[Records from a point labeling set]
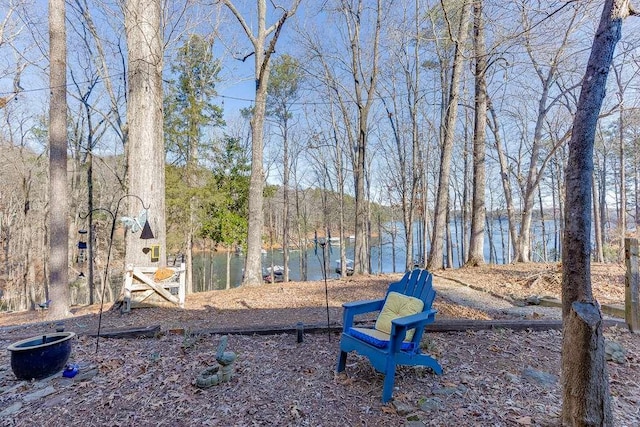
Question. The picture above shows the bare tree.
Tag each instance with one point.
(476, 241)
(58, 208)
(145, 143)
(262, 51)
(586, 399)
(448, 135)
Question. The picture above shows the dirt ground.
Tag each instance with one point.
(491, 378)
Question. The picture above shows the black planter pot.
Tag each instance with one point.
(42, 356)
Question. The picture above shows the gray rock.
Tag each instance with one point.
(403, 409)
(513, 378)
(445, 391)
(12, 409)
(542, 378)
(614, 352)
(431, 404)
(533, 300)
(39, 394)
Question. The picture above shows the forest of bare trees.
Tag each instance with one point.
(449, 119)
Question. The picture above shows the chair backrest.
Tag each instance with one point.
(417, 283)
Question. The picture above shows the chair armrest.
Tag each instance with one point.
(401, 325)
(409, 322)
(354, 308)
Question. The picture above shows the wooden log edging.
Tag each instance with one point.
(447, 325)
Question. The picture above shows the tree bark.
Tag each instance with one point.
(262, 54)
(442, 198)
(145, 142)
(586, 399)
(476, 241)
(58, 204)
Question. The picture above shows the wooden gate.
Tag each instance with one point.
(145, 287)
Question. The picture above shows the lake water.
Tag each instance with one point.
(209, 269)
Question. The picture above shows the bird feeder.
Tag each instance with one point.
(82, 247)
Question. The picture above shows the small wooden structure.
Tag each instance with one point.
(140, 288)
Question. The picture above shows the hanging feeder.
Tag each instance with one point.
(82, 249)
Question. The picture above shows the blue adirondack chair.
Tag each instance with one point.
(386, 350)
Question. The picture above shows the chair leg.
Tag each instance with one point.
(389, 379)
(342, 361)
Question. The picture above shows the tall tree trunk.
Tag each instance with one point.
(586, 399)
(262, 53)
(476, 242)
(361, 263)
(599, 255)
(622, 214)
(285, 201)
(145, 143)
(58, 205)
(506, 182)
(442, 198)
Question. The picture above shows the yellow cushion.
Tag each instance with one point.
(398, 305)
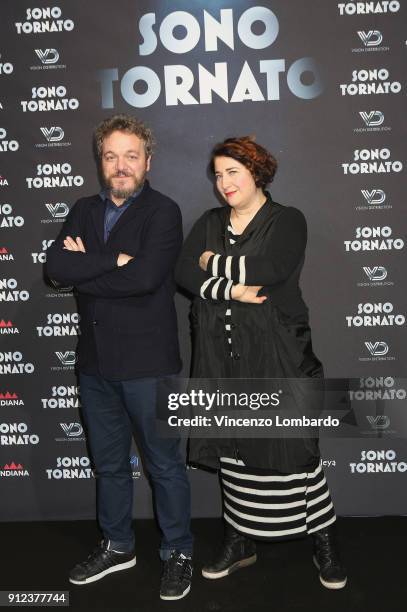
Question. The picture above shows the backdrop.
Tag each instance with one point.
(320, 84)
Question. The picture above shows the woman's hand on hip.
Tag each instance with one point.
(248, 294)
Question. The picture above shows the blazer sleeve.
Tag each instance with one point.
(73, 267)
(284, 253)
(149, 269)
(189, 275)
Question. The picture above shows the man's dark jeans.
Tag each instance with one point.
(111, 410)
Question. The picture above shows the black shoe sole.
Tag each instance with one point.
(329, 585)
(115, 568)
(174, 597)
(229, 570)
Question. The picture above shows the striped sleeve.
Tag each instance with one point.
(284, 252)
(228, 266)
(216, 288)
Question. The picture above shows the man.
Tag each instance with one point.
(119, 249)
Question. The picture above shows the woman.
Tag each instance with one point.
(242, 264)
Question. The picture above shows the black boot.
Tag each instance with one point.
(236, 551)
(332, 573)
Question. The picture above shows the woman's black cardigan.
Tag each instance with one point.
(269, 340)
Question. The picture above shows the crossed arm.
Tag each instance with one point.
(243, 275)
(117, 274)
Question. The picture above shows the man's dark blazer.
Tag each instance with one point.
(128, 320)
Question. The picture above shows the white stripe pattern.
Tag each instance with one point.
(228, 289)
(253, 510)
(228, 267)
(214, 292)
(215, 263)
(204, 286)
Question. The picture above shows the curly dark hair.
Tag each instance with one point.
(261, 164)
(123, 123)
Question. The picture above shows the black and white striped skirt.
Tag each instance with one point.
(265, 504)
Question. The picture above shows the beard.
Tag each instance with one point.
(120, 192)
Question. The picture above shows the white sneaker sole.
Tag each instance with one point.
(174, 597)
(110, 570)
(329, 585)
(233, 568)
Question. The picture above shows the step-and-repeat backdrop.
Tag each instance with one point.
(320, 83)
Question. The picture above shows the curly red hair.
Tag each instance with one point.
(261, 164)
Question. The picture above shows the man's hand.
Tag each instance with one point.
(248, 294)
(74, 245)
(123, 259)
(204, 258)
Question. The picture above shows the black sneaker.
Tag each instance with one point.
(332, 573)
(100, 563)
(176, 576)
(236, 552)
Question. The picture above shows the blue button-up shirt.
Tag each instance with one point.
(114, 212)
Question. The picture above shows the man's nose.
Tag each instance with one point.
(224, 183)
(120, 163)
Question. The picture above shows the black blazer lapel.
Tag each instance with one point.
(98, 218)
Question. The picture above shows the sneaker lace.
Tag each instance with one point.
(176, 567)
(328, 552)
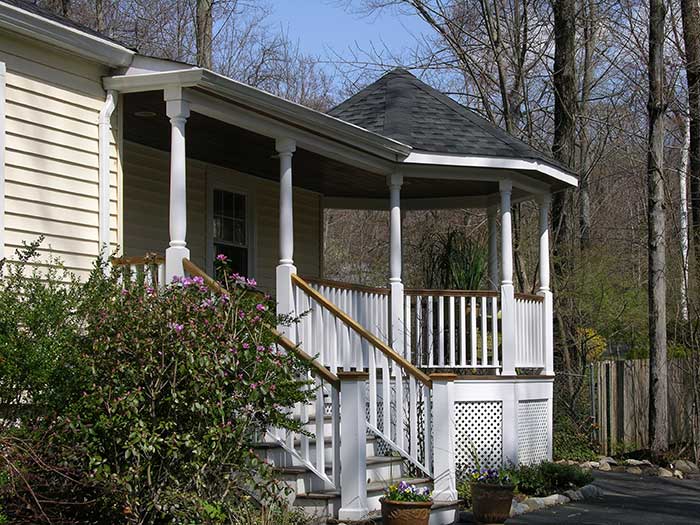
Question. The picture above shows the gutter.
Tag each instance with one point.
(104, 133)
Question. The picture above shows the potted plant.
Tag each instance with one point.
(492, 495)
(406, 504)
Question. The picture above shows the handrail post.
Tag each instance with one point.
(353, 452)
(508, 319)
(444, 470)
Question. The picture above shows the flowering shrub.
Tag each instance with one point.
(406, 492)
(175, 388)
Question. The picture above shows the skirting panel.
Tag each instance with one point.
(533, 431)
(478, 432)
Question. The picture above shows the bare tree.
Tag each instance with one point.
(658, 365)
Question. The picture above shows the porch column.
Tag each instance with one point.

## Task description
Rewrite the part of the listing that opens with the line containing "Question. The picture above shows the sneaker" and runs through the end of the listing, swapping "potted plant" for "container plant" and leaving everything else unchanged. Leave the pictures out of your answer.

## Task result
Question. The picture above shows the sneaker lace.
Tag each instance with one point.
(176, 567)
(328, 552)
Question. The picture above shows the gutter.
Tag each instance with one point.
(104, 133)
Question. The picture above shows the container plant.
Tag each instance with one point.
(492, 495)
(406, 504)
Question. The picture above shows the handrail post.
Tag each instance with one point.
(353, 452)
(508, 319)
(444, 470)
Question. The picture above shows the flowering shrub.
Tag each instance with one point.
(406, 492)
(175, 388)
Question. The picture above shows the skirting panel.
Tag each instance with one point.
(533, 431)
(478, 432)
Question. The picture above shows the bare tree.
Tag each instance with one point.
(658, 365)
Question. The picture above shows the porch column.
Tag each instance with one point.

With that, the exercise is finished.